Problem statement - Write out all of the entries below line for line, without changing any character.

Entries from an annotation dataset:

──────────

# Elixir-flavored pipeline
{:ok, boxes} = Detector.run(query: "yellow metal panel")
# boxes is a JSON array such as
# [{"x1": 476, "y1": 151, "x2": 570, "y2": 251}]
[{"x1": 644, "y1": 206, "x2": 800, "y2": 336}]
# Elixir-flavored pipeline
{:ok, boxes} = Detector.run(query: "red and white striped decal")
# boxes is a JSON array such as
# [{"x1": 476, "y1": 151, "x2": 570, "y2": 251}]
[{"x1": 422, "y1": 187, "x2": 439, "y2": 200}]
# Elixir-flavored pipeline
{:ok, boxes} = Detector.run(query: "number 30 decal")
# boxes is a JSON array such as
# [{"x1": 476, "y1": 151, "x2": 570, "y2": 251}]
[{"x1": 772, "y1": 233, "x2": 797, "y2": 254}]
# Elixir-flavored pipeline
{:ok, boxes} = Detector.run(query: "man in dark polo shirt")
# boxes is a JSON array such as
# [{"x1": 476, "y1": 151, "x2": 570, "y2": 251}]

──────────

Answer to the problem -
# Elixir-flavored pipeline
{:ok, boxes} = Detector.run(query: "yellow metal panel")
# boxes is a JSON array such as
# [{"x1": 476, "y1": 151, "x2": 570, "y2": 251}]
[{"x1": 644, "y1": 206, "x2": 800, "y2": 336}]
# Elixir-flavored pipeline
{:ok, boxes} = Detector.run(query: "red and white striped decal")
# boxes is a JSON array such as
# [{"x1": 476, "y1": 151, "x2": 570, "y2": 251}]
[{"x1": 422, "y1": 187, "x2": 439, "y2": 200}]
# Elixir-flavored pipeline
{:ok, boxes} = Detector.run(query: "number 30 decal")
# boxes is a JSON array such as
# [{"x1": 476, "y1": 151, "x2": 570, "y2": 251}]
[{"x1": 772, "y1": 233, "x2": 797, "y2": 254}]
# Elixir-flavored pipeline
{:ok, boxes} = Detector.run(query: "man in dark polo shirt")
# boxes is a JSON array such as
# [{"x1": 476, "y1": 151, "x2": 570, "y2": 251}]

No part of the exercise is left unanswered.